SET PROBLEM: Render every line of the items below as a numbered list, skipping any blank lines.

Detection annotation records:
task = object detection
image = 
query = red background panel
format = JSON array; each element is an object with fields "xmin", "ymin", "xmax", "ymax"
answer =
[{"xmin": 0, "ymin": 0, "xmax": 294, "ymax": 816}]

COMPLETE ANSWER:
1. task = object detection
2. image = 
3. query = red background panel
4. format = JSON array; each element is an object with fields "xmin", "ymin", "xmax", "ymax"
5. answer =
6. [{"xmin": 0, "ymin": 0, "xmax": 294, "ymax": 816}]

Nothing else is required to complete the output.